Job 1:
Report every line of the records that contains the word "patch". Case counts.

Passage provided:
<<<<
My Biggest Doubt About Bitcoin

DISCLAIMER: At the time of writing, I own bitcoin. I like the project and want to see it succeed. I don’t approve of or condone attacks on the Bitcoin network. I am not a financial advisor and this is not financial advice. Do your own research and consult with a qualified professional before investing.

TLDR

I’m concerned about the future of Bitcoin. It worries me that this might be true:

  1. A large percentage of Bitcoin is uninsured and held by people who have significant amounts of money in it.
  2. Bitcoin will be successfully attacked. A significant minority of people will irretrievably lose important amounts of money. Too little will be lost for the network to agree to a hard-fork to reverse the damage.
  3. When news of (2) spreads, there will be a kind of Bitcoin “bank run”. People will realize that personally significant mounts of money can be lost without recourse, and they will rush en-masse to exchange their Bitcoin for fiat.
  4. The value of Bitcoin will plummet. The bank-run, coupled with a liquidity crunch will make Bitcoin untradeable for fiat on exchanges, rendering it effectively worthless.

This argument is gappy, I fully admit that. But I think each of its premises is plausible enough, and its connections tight enough, that it succeeds in justifying some degree of worry. I’ll argue for each of its premises below.
>>>>
Job 2:
Answer these questions using the Bitcoin essay:
(a) What does the disclaimer say the writer owns at the time of writing?
(b) In the second premise, why will the network not agree to a hard-fork to reverse the damage?
(c) According to the fourth premise, what two things together will make Bitcoin untradeable for fiat on exchanges?

Dataset content:
<<<<
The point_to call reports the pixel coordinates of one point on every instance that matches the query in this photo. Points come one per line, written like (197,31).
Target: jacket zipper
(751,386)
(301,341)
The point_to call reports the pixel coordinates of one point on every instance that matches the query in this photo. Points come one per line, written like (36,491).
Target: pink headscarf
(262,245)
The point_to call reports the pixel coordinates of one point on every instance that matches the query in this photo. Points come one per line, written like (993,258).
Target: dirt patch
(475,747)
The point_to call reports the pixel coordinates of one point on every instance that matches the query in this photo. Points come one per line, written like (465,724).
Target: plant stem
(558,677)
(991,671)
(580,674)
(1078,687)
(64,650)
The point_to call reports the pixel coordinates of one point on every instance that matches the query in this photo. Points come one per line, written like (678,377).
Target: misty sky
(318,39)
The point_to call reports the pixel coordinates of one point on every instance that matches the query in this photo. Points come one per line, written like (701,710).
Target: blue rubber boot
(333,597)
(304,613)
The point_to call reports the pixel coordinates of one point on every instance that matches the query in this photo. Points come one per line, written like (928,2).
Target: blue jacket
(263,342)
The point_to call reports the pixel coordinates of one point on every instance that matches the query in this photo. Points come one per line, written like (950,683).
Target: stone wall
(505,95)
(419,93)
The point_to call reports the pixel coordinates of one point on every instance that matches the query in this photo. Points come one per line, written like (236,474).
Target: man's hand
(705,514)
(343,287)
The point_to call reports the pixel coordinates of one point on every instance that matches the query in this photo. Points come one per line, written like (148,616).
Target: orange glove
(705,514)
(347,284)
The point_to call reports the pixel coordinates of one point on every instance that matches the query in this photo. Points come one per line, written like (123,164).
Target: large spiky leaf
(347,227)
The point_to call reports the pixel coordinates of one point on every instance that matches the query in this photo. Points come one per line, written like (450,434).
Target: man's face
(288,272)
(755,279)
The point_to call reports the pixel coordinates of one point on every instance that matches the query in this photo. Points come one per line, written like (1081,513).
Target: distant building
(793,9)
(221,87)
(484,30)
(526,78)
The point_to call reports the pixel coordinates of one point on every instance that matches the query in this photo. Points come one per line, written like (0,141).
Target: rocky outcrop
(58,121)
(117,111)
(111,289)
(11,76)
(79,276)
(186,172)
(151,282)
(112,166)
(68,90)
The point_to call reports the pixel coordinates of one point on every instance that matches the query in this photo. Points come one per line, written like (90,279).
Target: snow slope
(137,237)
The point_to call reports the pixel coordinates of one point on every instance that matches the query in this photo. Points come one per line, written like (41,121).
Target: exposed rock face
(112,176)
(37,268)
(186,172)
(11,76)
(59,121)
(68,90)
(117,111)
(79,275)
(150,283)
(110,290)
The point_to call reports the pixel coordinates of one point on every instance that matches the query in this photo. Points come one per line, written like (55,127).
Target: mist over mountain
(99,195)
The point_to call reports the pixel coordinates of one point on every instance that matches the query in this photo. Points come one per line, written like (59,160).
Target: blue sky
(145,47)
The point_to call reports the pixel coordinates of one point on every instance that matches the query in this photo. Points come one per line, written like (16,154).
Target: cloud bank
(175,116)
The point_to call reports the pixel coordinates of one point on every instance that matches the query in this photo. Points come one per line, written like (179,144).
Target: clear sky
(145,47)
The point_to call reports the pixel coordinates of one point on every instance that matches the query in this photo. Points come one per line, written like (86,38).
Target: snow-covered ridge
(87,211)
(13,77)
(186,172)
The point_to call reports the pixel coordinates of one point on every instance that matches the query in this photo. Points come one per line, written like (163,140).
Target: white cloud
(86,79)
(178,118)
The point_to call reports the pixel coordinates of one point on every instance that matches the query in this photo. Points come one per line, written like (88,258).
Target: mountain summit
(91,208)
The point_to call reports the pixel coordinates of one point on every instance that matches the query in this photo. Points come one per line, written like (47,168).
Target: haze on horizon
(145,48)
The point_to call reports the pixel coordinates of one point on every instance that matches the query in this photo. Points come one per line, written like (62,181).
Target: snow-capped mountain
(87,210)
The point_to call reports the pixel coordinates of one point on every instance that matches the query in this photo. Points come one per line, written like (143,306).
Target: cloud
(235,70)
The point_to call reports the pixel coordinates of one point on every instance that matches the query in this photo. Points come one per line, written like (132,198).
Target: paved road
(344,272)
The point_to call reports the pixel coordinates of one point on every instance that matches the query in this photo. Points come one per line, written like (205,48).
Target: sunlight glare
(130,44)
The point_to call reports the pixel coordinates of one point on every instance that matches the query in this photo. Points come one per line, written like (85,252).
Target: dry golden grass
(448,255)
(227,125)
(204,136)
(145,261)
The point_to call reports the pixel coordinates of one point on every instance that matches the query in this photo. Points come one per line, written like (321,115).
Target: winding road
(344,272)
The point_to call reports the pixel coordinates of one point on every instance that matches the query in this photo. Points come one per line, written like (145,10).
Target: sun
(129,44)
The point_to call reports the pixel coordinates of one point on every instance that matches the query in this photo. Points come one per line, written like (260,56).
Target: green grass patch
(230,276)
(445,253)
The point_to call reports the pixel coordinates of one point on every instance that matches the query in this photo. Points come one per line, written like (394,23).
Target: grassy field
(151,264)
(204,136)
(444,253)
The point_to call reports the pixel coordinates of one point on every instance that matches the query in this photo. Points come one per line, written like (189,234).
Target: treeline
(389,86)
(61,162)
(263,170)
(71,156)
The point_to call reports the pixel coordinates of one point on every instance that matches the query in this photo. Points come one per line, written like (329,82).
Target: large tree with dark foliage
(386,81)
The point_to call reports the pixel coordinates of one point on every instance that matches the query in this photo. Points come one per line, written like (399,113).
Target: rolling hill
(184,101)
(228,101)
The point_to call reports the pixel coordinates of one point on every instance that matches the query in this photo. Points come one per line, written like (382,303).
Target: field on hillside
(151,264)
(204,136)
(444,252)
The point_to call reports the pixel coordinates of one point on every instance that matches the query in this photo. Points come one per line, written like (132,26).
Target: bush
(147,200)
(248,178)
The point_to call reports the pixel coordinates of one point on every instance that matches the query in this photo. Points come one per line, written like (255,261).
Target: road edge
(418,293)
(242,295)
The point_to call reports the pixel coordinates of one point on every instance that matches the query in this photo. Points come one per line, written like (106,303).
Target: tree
>>>>
Output 1:
Target: dirt patch
Target: green grass patch

Output 2:
(a) Bitcoin.
(b) Too little will be lost for the network to agree to it.
(c) The bank-run and a liquidity crunch.